-------- Information given --------

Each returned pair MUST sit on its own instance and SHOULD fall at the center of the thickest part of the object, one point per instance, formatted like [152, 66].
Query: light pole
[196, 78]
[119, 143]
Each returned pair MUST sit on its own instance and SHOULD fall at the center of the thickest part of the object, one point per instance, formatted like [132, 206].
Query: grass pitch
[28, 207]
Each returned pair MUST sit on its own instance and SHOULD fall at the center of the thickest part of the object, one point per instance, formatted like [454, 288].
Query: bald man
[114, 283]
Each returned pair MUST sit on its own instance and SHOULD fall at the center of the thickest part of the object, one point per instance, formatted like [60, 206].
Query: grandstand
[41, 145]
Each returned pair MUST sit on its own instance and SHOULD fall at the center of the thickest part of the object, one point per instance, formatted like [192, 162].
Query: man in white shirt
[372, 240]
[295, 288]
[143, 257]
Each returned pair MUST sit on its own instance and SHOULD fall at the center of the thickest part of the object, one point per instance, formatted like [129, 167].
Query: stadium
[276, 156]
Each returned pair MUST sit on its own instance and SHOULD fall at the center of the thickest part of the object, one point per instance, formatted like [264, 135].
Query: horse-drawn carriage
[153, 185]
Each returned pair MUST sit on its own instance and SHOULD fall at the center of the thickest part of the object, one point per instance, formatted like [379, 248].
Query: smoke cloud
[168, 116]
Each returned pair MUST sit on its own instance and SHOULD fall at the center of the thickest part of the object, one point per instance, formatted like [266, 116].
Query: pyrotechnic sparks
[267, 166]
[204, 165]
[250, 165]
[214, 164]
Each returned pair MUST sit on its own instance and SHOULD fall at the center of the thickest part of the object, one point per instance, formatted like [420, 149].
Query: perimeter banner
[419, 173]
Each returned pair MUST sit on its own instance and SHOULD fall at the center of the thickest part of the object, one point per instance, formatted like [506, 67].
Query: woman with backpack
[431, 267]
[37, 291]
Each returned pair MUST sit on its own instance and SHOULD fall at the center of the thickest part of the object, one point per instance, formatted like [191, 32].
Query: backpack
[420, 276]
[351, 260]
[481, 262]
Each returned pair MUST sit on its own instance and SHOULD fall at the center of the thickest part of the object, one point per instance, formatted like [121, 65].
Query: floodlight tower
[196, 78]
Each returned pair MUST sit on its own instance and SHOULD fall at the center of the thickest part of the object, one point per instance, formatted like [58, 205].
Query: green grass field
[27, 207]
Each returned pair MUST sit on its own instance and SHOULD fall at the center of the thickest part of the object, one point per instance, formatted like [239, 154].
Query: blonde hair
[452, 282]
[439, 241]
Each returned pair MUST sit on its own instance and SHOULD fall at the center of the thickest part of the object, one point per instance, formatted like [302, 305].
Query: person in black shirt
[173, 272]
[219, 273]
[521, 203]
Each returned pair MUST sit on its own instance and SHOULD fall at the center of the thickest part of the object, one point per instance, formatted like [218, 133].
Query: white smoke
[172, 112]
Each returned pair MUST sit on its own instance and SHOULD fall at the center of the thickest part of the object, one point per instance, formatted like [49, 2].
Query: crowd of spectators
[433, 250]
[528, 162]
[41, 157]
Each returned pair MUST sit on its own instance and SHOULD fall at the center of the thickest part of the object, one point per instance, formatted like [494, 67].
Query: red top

--------

Description of the task:
Could you quote the material above in full, exactly as it stands?

Problem solution:
Each returned pair MUST sit on its own instance and SHOULD fall at the center of the thickest part of the object, one point per instance, formatted like [152, 66].
Query: light pole
[196, 78]
[119, 143]
Each returned pair MUST sit on its own instance and SHOULD fall at the center of the thickest part of the object, one point per instance, formatted like [132, 206].
Query: grass pitch
[28, 207]
Each returned pair MUST sit on its own instance and SHOULD fall at the center of the thickest part of the object, one point per instance, formatted like [454, 288].
Query: bald man
[114, 283]
Each returned pair MUST sit on its own instance and SHOULD fall at the center of the thickest part of the object, one point per instance, formatted like [60, 206].
Query: grandstand
[41, 145]
Each returned pair MUST sit on its own instance and SHOULD fall at the center of the thickest part of the object, one point per instance, formatted like [192, 162].
Query: man in white shirt
[372, 240]
[295, 288]
[143, 257]
Each returned pair MUST sit on its own instance and SHOULD fall at the center of the thickest part of the object, one point per instance, formatted like [129, 167].
Query: stadium
[276, 156]
Each returned pair MUST sit on its own instance and SHOULD fall at the center of the thickest part of the object, one point per instance, formatted like [264, 135].
Query: horse-drawn carriage
[153, 185]
Each returned pair MUST sit on its own instance and SHOULD fall at the center of the thickest part of the object, one point per instance, formatted like [379, 248].
Query: smoke cloud
[168, 116]
Each returned pair MUST sit on its own instance and SHOULD fall at the center of the thickest part of the object, one point per instance, formatted like [266, 116].
Query: pyrotechnic sparks
[267, 166]
[204, 165]
[250, 165]
[214, 164]
Each returned pair MUST sit on its own instance and SHOULD fall at the center of the thickest part of the object, one point per instance, formatted like [420, 149].
Query: perimeter banner
[419, 173]
Each returned pair MUST sit on its own instance and SHOULD fall at the center of the thickest part of the object, one point per instance, formatted like [506, 67].
Query: woman with backpack
[431, 267]
[37, 291]
Each returned pair MUST sit on its own instance and SHOULD fall at the center of the thickest part of the object, one point per instance, formatted like [191, 32].
Query: backpack
[420, 276]
[351, 260]
[481, 262]
Each returned pair MUST sit on its own instance and SHOULD fall at the center of the thickest part of the object, one point per instance, formatted like [121, 65].
Query: floodlight tower
[196, 78]
Each returned pair MUST sit on its own instance and SHOULD fall at the center of the thickest part of the object, one point per instance, formatted like [58, 205].
Query: green grass field
[27, 207]
Each returned pair MUST sit on its own instance and SHOULD fall at the center of the thickest part of the object, one point per instance, formatted like [239, 154].
Query: blonde hair
[452, 282]
[439, 241]
Each returned pair MUST sit on its own instance and SHOULD fall at the center of the thickest part of the object, one point per instance, formatted like [302, 305].
Query: person in black shirt
[173, 272]
[219, 273]
[521, 203]
Each returned pair MUST sit on its own instance and SHOULD fall at the center of the thickest part of the object, one point per instance, formatted like [218, 133].
Query: white smoke
[172, 112]
Each returned pair MUST sit on its own instance and SHOULD fall at the center of the thickest part of the object, one point per instance, formatted like [49, 2].
Query: crowd of spectators
[433, 250]
[528, 162]
[41, 157]
Each returned pair MUST sit on its own instance and SHOULD fall at the center of the thickest part of the object, one point per instance, formatted like [494, 67].
Query: red top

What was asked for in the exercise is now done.